## WHAT IS ASKED:
Keep only the lines of the records below that contain the string "floor"; uppercase and lowercase count as different.

━━━ LISTING

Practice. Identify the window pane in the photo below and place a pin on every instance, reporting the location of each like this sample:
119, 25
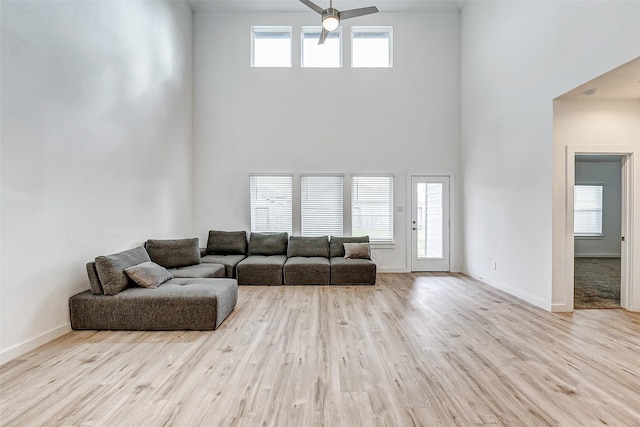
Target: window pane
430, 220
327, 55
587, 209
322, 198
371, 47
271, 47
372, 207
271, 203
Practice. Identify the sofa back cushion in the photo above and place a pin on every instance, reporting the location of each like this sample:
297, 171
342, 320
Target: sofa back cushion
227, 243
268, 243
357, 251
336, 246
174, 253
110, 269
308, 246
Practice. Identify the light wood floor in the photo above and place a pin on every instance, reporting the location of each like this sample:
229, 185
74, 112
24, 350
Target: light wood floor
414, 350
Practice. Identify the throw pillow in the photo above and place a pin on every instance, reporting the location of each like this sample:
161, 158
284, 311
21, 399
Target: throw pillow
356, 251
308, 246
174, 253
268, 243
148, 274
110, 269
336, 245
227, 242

━━━━━━
━━━ LISTING

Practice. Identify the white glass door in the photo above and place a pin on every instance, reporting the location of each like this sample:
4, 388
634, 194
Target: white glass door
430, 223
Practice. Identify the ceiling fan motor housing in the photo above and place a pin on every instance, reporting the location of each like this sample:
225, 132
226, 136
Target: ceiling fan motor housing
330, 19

━━━━━━

## FULL ANSWER:
Practice. Identify the light wood floor in the photo above and place a pin on every instance, reporting the location of each like this sample:
Target: light wood floor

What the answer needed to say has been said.